** START OF Page extract **

Hey fellow climbers,

Been climbing about seven years. I'm 50 and I normally climb Monday, Wednesday and Friday at the gym. But my work schedule is about to lighten up substantially. I'm wondering if I can pull off a bit more climbing, but it would result in two days of climbing in a row. I've heard from a serious climber friend that it's really tough on the fingers to climb two days in a row. Thoughts? Thanks!

philip bone · · sonora · Joined Dec 2011 · Points: 0

I suppose it depends on the surface you are climbing on. Takes some time to toughen up. I often go two without issues. Might hamper your guitar or needle point. 

Mark E Dixon · · Possunt, nec posse videntur · Joined Nov 2007 · Points: 984

No two 50 year olds are the same.
Why not give it a try and see what happens?

M M · · Maine · Joined Oct 2020 · Points: 2

Go hard day one, go for mileage day two

Ward Smith · · Wendell MA · Joined Oct 2020 · Points: 26
M M wrote:

Go hard day one, go for mileage day two

This.  I’m 64 and prefer a day or two off in between, but I do fine with bouldering on day one, then roped mileage on day two. 

Jeremy L · · Unknown Hometown · Joined Jul 2020 · Points: 762

I'll be 50 in 2 months, I typically won't climb 2 days in a row because the joints in my fingers & elbows can't take the load without rest. I'll do it occasionally if the weather forecast is bad on my next scheduled day to climb or if I'm on a climbing trip but 2nd day will be strictly volume/easier climbs. A partner advised me to do some preventive rehab by exercising the oppositional muscles & it looks like it's helping.

As Mark said, go ahead & try it but back off if you feel discomfort. No sense risking injury.

Alan Rubin · · Unknown Hometown · Joined Apr 2015 · Points: 10

I'm a 'fair bit' over 50 and doing 2 days in a row ( once a week--then mostly alternate days) has been okay for me. I'm not pushing difficulty these days, so for me 'mileage' is the focus ( though much of it fairly close to my current limits) on both days. I am invariably sore at the start of day 2, but once I 'get going' am still able to function quite well. Trying to go a third day, though ( as sometimes happens during a weather window on a road trip), is another story!!! I've done it, but definitely experienced diminishing returns!!! Ah, for the days of youth--like my 50s, when I could do a week straight on a road trip!!!!

Buck Rogers · · West Point, NY · Joined Nov 2018 · Points: 240
Jeremy L wrote:

I'll be 50 in 2 months, I typically won't climb 2 days in a row because the joints in my fingers & elbows can't take the load without rest. I'll do it occasionally if the weather forecast is bad on my next scheduled day to climb or if I'm on a climbing trip but 2nd day will be strictly volume/easier climbs. A partner advised me to do some preventive rehab by exercising the oppositional muscles & it looks like it's helping.

As Mark said, go ahead & try it but back off if you feel discomfort. No sense risking injury.

This is me as well.

I'm 53 and no longer do 2 consecutive days unless I am on a trip for climbing and then it will be an easy day switched with a hard day.

My elbows and shoulders just don't like it.

When I do go 2+ days in a row, I warm up and cool down each day way more than normal.

Frank Stein · · Picayune, MS · Joined Feb 2012 · Points: 205

I’m well in my mid fifties and routinely climb two days in a row. I generally find that I climb better on the second day, but I do have to measure myself a bit on day one.

** END OF Page extract **

### Written instruction A:
Show each line of the entries below that contains the string "blue".
The climbing forum thread and the entries that follow are unrelated to each other.

** START OF Data provided **

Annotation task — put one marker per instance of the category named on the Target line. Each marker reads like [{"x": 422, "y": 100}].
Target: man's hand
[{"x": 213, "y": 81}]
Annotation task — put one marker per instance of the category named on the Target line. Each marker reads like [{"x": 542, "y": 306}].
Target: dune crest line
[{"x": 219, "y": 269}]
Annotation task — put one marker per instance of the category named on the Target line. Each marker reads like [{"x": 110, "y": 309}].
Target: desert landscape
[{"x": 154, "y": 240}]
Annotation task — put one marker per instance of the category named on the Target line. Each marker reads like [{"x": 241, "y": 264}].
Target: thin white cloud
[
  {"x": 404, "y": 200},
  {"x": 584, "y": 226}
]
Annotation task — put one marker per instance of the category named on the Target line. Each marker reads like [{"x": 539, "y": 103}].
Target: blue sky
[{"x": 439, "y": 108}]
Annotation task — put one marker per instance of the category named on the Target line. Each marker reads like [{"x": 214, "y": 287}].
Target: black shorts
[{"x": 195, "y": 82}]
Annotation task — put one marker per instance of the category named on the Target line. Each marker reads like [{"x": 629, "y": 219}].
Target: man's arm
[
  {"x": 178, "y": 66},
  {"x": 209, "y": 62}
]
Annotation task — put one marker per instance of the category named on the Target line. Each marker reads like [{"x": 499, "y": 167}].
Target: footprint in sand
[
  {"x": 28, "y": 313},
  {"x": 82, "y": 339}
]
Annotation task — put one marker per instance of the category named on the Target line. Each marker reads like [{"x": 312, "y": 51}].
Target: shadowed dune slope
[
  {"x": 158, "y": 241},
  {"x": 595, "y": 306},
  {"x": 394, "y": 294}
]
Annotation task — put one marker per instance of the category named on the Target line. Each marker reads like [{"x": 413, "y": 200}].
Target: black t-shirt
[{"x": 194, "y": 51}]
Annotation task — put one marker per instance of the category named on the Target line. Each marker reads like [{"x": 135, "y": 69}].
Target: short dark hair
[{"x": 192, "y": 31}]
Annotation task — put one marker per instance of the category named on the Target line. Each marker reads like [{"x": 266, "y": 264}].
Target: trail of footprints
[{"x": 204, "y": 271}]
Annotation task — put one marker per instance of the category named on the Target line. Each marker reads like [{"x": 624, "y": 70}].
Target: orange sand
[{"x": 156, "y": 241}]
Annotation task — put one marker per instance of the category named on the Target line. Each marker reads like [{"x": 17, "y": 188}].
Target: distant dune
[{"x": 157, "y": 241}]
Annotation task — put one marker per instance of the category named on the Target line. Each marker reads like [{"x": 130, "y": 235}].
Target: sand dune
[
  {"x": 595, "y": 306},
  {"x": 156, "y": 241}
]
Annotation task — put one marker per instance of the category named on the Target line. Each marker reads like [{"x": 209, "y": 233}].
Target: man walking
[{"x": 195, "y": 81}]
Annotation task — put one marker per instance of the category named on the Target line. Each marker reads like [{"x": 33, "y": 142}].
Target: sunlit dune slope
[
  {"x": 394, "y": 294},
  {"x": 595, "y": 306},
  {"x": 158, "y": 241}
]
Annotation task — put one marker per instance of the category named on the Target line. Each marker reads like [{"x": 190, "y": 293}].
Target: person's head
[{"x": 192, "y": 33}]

** END OF Data provided **
** START OF Data provided **

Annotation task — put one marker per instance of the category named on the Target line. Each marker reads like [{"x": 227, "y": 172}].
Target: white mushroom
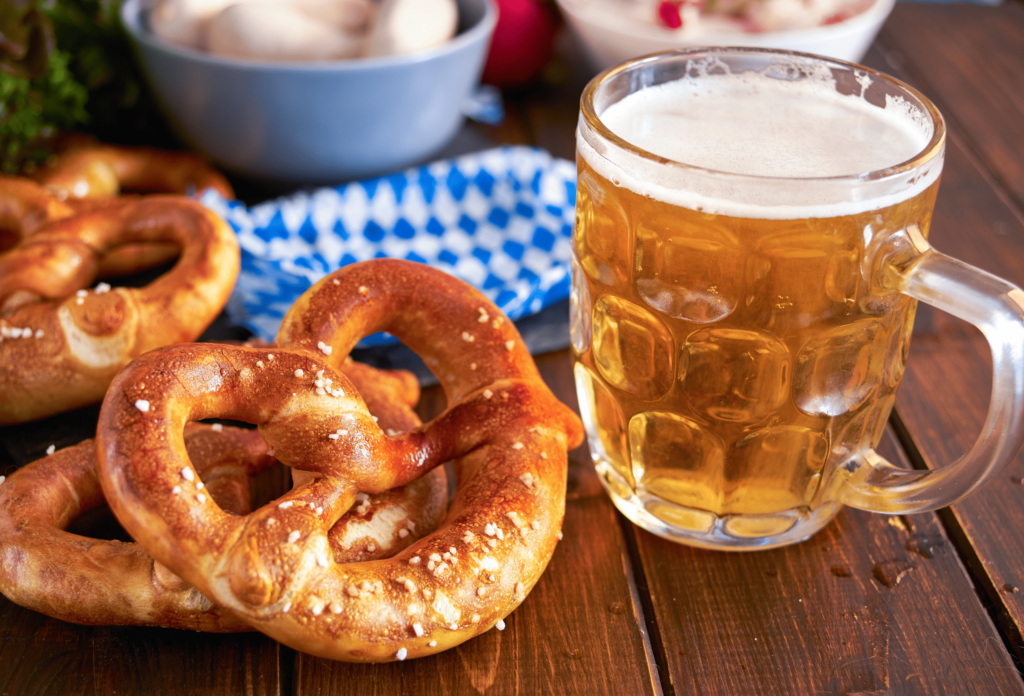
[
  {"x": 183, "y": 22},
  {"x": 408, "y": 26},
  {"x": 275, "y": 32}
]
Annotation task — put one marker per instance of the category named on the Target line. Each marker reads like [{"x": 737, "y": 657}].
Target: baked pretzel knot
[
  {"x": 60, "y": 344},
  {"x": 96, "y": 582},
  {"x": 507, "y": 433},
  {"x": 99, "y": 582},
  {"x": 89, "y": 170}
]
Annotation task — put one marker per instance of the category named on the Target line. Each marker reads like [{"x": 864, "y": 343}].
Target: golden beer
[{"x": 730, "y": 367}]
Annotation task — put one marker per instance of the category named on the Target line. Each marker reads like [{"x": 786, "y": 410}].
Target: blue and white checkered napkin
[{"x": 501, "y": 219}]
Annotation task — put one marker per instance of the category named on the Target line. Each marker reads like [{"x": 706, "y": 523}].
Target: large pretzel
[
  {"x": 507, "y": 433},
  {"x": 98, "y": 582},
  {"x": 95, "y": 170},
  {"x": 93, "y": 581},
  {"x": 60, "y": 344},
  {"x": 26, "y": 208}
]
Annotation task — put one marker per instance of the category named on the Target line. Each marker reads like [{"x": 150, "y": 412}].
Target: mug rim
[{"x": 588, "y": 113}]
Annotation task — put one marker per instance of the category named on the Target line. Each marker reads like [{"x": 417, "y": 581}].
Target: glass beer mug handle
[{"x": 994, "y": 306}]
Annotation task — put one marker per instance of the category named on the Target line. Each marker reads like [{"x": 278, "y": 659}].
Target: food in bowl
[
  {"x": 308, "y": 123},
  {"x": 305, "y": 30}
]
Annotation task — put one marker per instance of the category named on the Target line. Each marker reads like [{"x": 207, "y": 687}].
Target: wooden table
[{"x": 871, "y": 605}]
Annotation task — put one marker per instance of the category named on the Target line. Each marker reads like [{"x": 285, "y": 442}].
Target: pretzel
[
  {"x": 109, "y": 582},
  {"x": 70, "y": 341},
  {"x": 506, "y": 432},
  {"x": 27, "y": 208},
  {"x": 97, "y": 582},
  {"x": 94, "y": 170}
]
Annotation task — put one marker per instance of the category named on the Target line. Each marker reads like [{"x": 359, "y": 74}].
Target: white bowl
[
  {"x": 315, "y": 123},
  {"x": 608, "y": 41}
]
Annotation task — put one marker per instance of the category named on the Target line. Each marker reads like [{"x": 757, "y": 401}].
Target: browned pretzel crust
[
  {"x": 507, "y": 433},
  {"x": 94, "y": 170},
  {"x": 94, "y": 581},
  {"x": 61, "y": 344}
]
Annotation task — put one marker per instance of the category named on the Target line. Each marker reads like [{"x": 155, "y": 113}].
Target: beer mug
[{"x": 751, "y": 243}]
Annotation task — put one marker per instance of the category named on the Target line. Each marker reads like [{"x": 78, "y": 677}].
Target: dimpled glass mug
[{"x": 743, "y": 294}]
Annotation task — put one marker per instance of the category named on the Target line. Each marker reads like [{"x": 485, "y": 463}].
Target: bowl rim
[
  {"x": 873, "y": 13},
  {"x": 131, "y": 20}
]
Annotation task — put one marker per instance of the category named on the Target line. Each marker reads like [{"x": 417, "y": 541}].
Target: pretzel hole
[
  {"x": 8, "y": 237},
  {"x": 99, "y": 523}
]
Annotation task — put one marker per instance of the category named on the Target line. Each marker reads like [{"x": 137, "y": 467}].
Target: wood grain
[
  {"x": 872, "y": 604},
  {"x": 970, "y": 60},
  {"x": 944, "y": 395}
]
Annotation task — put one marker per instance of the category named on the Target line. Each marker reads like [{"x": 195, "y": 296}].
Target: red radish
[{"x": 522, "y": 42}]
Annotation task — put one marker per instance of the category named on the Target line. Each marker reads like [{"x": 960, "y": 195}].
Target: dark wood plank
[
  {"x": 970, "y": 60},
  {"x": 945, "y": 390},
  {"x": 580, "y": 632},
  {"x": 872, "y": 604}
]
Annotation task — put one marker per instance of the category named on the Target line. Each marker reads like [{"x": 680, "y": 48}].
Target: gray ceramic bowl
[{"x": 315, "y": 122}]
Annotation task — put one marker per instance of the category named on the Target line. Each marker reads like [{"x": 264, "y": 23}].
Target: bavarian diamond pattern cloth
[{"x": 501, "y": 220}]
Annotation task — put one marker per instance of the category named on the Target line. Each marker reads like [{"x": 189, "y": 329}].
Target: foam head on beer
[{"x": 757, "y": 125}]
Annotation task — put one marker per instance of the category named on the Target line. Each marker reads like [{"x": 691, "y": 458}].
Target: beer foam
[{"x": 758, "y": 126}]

** END OF Data provided **

### Written instruction B:
Duplicate everything in the climbing forum thread above from "Been climbing about" down to "or needle point.".

### Complete response A:
Target: blue sky
Target: blue and white checkered napkin

### Complete response B:
Been climbing about seven years. I'm 50 and I normally climb Monday, Wednesday and Friday at the gym. But my work schedule is about to lighten up substantially. I'm wondering if I can pull off a bit more climbing, but it would result in two days of climbing in a row. I've heard from a serious climber friend that it's really tough on the fingers to climb two days in a row. Thoughts? Thanks!

philip bone · · sonora · Joined Dec 2011 · Points: 0

I suppose it depends on the surface you are climbing on. Takes some time to toughen up. I often go two without issues. Might hamper your guitar or needle point.